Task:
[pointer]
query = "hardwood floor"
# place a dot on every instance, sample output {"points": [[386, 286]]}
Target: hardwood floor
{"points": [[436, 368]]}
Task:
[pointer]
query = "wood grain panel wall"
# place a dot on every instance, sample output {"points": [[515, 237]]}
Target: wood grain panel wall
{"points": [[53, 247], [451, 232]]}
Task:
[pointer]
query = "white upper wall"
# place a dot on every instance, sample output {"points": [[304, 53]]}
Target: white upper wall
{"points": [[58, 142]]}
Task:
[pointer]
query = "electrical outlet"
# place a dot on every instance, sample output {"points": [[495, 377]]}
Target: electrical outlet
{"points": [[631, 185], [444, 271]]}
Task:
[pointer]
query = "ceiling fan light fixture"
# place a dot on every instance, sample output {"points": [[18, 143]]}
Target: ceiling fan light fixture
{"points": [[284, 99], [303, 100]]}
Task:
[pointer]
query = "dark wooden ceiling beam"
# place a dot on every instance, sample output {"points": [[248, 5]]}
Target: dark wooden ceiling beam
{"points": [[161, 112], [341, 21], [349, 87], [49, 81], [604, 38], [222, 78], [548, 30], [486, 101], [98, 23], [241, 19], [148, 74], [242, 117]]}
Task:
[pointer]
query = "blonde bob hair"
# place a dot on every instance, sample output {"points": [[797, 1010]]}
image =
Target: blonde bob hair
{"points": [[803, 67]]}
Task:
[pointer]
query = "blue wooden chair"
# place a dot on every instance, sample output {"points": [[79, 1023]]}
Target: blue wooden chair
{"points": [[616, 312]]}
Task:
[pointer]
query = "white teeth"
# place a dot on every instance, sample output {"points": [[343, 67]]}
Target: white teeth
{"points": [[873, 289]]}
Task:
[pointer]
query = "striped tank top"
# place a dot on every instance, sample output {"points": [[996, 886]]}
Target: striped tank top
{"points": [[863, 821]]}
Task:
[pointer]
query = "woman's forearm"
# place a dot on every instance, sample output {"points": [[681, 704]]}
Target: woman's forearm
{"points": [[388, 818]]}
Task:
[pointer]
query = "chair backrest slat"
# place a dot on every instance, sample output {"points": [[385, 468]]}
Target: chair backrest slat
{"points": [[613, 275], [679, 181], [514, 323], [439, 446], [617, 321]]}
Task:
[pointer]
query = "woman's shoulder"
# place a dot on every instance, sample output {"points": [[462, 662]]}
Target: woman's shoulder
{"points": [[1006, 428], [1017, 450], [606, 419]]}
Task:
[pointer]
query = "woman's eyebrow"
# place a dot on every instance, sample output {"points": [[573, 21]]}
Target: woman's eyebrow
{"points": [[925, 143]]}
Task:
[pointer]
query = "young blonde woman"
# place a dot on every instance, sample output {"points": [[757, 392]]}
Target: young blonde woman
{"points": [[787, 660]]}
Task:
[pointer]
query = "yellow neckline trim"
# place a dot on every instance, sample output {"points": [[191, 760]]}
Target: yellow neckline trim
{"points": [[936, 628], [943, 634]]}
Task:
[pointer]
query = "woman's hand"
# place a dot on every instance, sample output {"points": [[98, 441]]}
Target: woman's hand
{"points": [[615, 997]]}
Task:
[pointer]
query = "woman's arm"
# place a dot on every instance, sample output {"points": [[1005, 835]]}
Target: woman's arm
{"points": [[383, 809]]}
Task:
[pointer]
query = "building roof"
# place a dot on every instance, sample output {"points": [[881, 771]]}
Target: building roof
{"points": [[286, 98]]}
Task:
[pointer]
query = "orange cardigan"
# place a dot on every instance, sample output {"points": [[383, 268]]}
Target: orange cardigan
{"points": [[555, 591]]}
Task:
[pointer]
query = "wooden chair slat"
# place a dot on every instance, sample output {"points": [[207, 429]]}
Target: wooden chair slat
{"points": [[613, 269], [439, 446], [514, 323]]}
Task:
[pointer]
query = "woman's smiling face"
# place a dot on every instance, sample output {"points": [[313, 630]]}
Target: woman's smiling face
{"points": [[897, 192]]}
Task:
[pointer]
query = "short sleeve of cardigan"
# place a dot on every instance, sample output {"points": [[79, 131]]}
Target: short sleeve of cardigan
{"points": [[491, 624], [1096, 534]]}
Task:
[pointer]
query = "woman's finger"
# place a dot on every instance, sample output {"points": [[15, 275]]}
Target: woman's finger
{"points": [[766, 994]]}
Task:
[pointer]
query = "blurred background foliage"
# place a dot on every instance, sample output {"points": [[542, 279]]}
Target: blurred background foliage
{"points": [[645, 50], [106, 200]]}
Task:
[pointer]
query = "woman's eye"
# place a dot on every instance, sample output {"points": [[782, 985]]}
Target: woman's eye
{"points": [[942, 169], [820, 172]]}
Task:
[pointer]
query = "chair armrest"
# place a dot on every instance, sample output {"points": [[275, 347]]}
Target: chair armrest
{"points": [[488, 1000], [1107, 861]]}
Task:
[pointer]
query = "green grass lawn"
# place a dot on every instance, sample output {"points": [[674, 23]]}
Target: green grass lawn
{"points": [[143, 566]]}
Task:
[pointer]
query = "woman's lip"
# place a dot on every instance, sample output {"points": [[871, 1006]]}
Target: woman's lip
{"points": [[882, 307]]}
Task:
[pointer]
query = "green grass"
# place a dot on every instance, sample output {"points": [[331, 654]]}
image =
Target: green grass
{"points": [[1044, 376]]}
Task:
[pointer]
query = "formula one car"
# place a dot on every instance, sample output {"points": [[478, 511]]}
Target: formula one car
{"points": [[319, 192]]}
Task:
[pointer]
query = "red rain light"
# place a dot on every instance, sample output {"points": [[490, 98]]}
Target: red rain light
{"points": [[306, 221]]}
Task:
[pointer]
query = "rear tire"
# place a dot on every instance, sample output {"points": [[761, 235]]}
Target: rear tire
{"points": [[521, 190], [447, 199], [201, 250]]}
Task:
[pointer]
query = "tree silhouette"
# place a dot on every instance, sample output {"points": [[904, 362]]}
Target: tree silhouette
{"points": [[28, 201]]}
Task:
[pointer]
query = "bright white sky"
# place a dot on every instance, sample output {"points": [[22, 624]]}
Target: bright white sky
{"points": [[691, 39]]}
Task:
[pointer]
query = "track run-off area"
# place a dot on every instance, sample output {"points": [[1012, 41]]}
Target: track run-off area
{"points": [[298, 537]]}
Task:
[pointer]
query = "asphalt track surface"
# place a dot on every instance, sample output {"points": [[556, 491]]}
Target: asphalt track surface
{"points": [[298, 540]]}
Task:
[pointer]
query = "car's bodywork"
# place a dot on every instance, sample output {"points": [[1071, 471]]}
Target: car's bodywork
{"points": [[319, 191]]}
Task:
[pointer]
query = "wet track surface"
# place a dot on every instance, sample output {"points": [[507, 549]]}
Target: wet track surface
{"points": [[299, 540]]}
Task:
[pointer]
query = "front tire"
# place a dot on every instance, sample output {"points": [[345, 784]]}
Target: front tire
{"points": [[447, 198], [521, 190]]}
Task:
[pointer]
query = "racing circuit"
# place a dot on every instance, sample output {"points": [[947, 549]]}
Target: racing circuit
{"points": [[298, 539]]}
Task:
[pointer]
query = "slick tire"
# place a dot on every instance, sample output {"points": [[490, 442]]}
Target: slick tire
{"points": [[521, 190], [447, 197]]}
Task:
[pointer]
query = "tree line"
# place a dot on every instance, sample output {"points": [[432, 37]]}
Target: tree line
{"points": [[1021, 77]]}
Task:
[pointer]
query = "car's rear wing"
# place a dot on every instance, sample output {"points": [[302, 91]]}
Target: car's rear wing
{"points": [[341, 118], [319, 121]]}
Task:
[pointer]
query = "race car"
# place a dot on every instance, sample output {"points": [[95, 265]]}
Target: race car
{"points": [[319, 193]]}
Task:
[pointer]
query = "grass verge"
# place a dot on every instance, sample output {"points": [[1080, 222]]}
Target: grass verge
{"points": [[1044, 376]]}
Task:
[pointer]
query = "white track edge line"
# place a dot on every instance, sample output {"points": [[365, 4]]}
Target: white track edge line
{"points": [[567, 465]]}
****************
Problem to work on: Beginning at the line that contains "Target: track run-off area", reproduce every line down to the last line of the entries above, exactly and only those.

Answer section:
Target: track run-off area
{"points": [[298, 537]]}
Task:
[pointer]
query = "asphalt track surface"
# place a dot on every instance, sample output {"points": [[556, 491]]}
Target: asphalt track surface
{"points": [[298, 540]]}
Task:
[pointer]
query = "car's bodywork"
# place a dot on every instance, sample output {"points": [[1071, 471]]}
Target: car's bodywork
{"points": [[319, 191]]}
Task:
[pointer]
query = "wet track surface"
# place a dot on every instance, sample output {"points": [[507, 549]]}
Target: wet track surface
{"points": [[299, 540]]}
Task:
[pointer]
query = "front tire"
# place a dot on every instance, sample output {"points": [[345, 784]]}
Target: front tire
{"points": [[447, 198], [521, 190]]}
Task:
[pointer]
query = "racing circuit"
# place a dot on every instance, sample output {"points": [[947, 549]]}
Target: racing circuit
{"points": [[298, 539]]}
Task:
[pointer]
query = "slick tire"
# place a dot on every instance, sample output {"points": [[490, 442]]}
Target: slick tire
{"points": [[521, 190], [447, 197]]}
Task:
[pointer]
query = "tree line"
# place a dot on every instance, sample output {"points": [[432, 37]]}
Target: tree line
{"points": [[1021, 77]]}
Task:
[pointer]
query = "car's rear wing"
# place a dot on every instance, sample output {"points": [[302, 91]]}
Target: car's rear wing
{"points": [[341, 118], [319, 121]]}
Task:
[pointer]
query = "race car"
# place a dot on every instance, sample output {"points": [[95, 265]]}
Target: race car
{"points": [[319, 193]]}
Task:
[pointer]
query = "grass verge"
# place a dot on every instance, sample output {"points": [[1080, 222]]}
Target: grass verge
{"points": [[1044, 376]]}
Task:
[pointer]
query = "white track edge line"
# place a dot on every instance, sample output {"points": [[365, 4]]}
Target: white track edge line
{"points": [[567, 465]]}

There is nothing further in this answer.